REQUEST 1 :: Format part of the rows below as a Markdown table with the columns Line No. and Content, numbering each line and leaving out blank lines. Begin at the line that contains "mask job: <item>nandina plant</item>" and stop after the line that contains "the <item>nandina plant</item>.".

TEXT EXTRACT ::
Bookstores. Unless you're a mondo gigantico bestseller--and even if you are--you're probably not going to get paid for bookstore appearances, and that's fine. This is one of those instances where the exposure, sales, and interaction with paying customers are sufficient unto themselves. Plus, you can often make contacts at such events that lead to other, paid gigs.

Schools. Personally, I believe schools should pay authors for their time. (Not only for physical visits but for Skype sessions.) The reality, however, is that not all of them do (or at least, not all of them will offer to pay up front, and some will get miffed if the author asks to be compensated). In some cases, this is a simple budgetary matter; some schools are financially strapped, and they genuinely can't afford to pay. In other cases, there might be less savory explanations. But to me, having some quality face time with my target audience--by which I mean not only students but teachers and librarians--makes a freebie worth it. So I always ask to get paid--or, failing that, to have the school order a certain quantity of my books--but I don't turn down a school gig just because they can't pay.

Libraries. In my experience, they seldom pay, or if they do, it's a mere pittance. I believe this is because libraries are chronically underfunded, not because they're clueless; librarians, of all people, recognize the value of a writer's time and labor. But as with schools, the opportunity to chat with young people and schmooze with librarians makes a free visit worth it to me, not only in terms of possible sales but because it's what I like to do. So I ask for money, but I don't turn down an unpaid gig.

[Region labeling entries]
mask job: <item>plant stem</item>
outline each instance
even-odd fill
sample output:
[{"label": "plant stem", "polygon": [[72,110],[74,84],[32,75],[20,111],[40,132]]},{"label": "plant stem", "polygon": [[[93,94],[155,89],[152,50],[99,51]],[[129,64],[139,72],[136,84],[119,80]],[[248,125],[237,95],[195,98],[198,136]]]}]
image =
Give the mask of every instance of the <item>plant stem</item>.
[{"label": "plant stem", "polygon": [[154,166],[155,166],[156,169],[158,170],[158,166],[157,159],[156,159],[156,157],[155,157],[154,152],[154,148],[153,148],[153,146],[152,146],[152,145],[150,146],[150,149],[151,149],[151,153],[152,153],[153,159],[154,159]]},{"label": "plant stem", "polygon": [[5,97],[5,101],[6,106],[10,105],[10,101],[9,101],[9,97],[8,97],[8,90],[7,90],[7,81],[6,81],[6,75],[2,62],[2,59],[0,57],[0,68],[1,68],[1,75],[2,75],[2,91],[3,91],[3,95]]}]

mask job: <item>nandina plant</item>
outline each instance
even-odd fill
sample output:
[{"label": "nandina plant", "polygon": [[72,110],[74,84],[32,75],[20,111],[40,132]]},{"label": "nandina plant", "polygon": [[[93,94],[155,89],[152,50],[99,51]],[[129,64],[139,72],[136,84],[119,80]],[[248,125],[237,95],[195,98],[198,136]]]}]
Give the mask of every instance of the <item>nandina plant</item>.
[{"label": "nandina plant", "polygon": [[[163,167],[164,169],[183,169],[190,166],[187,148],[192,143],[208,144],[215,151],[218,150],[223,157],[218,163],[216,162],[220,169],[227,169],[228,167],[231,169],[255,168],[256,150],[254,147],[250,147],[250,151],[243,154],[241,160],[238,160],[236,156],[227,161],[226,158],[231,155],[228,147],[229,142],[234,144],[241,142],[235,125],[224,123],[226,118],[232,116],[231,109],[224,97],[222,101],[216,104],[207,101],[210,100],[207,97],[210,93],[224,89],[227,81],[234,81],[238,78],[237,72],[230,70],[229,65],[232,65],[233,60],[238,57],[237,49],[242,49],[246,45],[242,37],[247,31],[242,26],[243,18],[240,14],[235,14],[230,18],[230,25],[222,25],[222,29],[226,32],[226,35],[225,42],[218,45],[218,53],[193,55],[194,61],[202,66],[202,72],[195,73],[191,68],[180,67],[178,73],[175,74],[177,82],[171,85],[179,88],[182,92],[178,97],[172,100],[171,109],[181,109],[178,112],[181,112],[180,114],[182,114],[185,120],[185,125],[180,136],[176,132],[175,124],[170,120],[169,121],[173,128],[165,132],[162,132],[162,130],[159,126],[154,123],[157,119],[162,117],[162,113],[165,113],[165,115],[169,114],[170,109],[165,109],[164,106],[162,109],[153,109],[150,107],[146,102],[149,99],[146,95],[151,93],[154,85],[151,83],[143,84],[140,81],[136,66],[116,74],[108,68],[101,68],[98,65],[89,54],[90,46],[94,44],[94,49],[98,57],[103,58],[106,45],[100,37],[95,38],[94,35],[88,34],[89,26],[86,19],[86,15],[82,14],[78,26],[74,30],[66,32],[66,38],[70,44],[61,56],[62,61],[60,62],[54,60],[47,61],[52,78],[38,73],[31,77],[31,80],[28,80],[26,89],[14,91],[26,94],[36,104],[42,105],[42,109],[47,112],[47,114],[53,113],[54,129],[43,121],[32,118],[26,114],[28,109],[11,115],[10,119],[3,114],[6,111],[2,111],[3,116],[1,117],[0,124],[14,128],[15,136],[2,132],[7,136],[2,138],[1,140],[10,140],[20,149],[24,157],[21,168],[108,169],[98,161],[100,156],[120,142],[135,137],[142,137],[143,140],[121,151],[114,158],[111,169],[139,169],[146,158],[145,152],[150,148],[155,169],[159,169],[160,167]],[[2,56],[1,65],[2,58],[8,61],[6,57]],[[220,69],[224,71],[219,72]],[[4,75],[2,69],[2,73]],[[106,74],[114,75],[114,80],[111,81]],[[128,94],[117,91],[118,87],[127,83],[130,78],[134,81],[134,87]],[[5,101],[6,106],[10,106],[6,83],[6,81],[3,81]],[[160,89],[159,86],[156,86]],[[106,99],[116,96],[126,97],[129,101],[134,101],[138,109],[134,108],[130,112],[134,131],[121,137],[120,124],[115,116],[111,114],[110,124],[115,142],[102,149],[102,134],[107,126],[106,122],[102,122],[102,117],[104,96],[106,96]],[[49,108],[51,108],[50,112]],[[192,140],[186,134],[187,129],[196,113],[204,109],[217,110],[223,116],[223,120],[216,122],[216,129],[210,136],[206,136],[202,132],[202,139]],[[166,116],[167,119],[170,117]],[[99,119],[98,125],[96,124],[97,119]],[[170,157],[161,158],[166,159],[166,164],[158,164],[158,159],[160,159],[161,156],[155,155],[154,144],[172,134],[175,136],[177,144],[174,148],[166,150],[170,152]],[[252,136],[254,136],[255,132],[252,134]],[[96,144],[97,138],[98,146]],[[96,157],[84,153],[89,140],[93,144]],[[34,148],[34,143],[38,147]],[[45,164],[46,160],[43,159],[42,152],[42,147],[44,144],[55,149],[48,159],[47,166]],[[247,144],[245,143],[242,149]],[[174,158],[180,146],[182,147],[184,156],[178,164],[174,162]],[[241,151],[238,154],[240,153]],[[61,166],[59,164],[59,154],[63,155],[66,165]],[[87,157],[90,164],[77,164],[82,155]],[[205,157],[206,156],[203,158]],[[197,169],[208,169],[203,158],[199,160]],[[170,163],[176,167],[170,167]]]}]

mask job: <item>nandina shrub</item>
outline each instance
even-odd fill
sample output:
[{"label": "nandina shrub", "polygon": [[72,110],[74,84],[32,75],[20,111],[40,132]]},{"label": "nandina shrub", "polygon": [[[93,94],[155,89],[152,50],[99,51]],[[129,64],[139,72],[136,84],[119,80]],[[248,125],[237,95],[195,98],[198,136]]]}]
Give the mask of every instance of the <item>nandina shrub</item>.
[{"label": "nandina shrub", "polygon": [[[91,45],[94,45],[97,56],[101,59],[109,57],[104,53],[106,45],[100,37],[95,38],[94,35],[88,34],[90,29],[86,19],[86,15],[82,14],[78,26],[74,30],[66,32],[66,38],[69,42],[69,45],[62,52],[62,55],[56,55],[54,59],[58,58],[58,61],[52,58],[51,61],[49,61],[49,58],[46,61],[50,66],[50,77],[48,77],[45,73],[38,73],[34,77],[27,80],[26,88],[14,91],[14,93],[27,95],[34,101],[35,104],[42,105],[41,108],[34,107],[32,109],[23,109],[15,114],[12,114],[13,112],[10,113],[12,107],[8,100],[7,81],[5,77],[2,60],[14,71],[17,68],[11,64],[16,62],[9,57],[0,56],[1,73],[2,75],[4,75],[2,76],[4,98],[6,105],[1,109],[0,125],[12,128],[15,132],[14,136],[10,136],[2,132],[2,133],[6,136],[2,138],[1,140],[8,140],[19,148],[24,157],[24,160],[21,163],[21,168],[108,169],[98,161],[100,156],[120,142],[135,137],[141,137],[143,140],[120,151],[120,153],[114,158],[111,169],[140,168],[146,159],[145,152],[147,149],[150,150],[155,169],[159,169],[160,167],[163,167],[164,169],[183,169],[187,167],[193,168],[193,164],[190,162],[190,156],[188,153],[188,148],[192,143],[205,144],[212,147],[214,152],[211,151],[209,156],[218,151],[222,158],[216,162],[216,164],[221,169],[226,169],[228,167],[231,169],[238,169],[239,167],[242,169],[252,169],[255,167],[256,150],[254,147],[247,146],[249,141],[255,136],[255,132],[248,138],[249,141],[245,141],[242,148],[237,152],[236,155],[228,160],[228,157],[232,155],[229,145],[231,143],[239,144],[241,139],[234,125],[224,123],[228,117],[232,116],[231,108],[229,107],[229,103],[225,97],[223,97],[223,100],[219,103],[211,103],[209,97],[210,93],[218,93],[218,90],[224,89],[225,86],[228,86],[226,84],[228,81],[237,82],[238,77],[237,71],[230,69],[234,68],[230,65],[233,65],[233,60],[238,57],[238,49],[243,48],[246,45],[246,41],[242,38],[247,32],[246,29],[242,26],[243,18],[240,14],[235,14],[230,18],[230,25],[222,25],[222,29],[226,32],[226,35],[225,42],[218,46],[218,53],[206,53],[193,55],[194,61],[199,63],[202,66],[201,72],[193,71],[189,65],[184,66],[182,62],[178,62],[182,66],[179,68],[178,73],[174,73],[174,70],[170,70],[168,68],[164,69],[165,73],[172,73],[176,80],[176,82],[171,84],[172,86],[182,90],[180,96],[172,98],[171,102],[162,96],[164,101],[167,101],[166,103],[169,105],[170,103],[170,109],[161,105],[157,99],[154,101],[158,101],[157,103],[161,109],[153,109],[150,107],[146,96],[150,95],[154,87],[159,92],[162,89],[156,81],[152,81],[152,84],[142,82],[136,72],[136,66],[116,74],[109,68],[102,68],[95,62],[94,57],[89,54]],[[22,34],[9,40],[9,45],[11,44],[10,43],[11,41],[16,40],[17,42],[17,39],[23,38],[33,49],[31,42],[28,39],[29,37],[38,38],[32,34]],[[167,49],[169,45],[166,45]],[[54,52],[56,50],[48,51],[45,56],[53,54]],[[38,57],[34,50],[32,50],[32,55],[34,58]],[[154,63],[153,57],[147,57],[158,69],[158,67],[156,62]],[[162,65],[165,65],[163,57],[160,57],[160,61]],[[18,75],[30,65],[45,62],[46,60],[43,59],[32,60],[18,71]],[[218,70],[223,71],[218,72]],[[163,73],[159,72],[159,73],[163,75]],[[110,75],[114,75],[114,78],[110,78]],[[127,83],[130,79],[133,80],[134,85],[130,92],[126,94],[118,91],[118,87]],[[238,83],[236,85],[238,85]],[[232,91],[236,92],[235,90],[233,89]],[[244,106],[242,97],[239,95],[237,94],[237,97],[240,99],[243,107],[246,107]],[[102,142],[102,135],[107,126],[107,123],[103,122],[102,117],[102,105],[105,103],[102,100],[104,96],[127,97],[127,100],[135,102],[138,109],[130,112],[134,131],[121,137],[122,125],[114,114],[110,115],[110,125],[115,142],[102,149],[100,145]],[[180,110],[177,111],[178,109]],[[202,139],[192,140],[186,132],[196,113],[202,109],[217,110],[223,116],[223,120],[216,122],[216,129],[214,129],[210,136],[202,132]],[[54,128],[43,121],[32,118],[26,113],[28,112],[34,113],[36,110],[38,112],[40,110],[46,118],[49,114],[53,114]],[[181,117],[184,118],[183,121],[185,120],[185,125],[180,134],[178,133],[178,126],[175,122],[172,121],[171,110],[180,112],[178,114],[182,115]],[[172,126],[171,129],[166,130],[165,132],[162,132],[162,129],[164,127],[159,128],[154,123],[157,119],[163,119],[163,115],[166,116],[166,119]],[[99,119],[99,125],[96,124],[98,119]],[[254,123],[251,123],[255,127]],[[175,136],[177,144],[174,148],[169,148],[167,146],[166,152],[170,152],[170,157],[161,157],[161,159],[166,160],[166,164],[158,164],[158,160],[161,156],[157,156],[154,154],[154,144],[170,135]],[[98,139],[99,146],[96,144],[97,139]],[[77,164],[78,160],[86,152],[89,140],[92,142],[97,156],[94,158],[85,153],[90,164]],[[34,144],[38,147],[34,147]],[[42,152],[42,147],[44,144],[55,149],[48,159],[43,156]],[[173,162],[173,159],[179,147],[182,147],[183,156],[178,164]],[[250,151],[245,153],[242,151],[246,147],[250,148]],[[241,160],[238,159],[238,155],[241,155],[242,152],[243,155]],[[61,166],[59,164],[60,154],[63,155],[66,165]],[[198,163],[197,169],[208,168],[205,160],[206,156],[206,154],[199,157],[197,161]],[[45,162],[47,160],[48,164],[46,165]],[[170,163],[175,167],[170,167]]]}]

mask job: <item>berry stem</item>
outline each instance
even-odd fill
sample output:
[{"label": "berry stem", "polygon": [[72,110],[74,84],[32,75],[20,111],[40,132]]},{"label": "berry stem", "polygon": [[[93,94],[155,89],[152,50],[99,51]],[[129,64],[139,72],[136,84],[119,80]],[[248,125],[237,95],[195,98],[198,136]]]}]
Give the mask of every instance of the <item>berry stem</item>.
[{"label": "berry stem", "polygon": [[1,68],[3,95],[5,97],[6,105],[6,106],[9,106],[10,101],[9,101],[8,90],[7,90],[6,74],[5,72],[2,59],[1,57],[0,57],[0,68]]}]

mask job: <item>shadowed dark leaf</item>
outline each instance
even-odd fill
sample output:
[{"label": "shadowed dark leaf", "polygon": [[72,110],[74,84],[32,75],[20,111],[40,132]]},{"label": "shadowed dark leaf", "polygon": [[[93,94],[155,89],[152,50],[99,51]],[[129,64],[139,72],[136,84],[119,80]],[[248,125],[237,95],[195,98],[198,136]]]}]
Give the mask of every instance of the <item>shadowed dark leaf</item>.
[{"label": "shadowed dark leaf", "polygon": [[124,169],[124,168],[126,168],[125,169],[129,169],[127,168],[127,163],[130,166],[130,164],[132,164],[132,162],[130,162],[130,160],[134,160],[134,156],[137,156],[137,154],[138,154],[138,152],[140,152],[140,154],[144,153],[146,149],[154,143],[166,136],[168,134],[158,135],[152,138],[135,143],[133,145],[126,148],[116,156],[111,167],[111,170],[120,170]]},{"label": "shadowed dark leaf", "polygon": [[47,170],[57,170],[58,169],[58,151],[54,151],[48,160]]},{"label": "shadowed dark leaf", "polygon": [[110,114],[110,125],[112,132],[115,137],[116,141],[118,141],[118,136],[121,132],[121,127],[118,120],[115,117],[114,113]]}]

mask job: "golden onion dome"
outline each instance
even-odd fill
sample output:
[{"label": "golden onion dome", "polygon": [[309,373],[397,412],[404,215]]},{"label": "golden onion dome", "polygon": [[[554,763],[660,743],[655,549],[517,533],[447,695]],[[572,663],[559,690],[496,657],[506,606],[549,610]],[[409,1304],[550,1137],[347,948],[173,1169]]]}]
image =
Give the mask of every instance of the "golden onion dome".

REQUEST 2 :: Copy the passage on author appearances, starting at the words "Schools. Personally, I" and ending after the words "they can't pay.", and swap "Skype" for "Zoom".

EXERCISE OUTPUT 1 ::
| Line No. | Content |
|---|---|
| 1 | mask job: <item>nandina plant</item> |
| 2 | outline each instance |
| 3 | even-odd fill |
| 4 | sample output: |
| 5 | [{"label": "nandina plant", "polygon": [[72,110],[74,84],[32,75],[20,111],[40,132]]},{"label": "nandina plant", "polygon": [[[93,94],[155,89],[152,50],[99,51]],[[129,64],[139,72],[136,84],[119,80]],[[248,125],[237,95],[195,98],[198,136]]]}] |
| 6 | Give the mask of every instance of the <item>nandina plant</item>. |

EXERCISE OUTPUT 2 ::
Schools. Personally, I believe schools should pay authors for their time. (Not only for physical visits but for Zoom sessions.) The reality, however, is that not all of them do (or at least, not all of them will offer to pay up front, and some will get miffed if the author asks to be compensated). In some cases, this is a simple budgetary matter; some schools are financially strapped, and they genuinely can't afford to pay. In other cases, there might be less savory explanations. But to me, having some quality face time with my target audience--by which I mean not only students but teachers and librarians--makes a freebie worth it. So I always ask to get paid--or, failing that, to have the school order a certain quantity of my books--but I don't turn down a school gig just because they can't pay.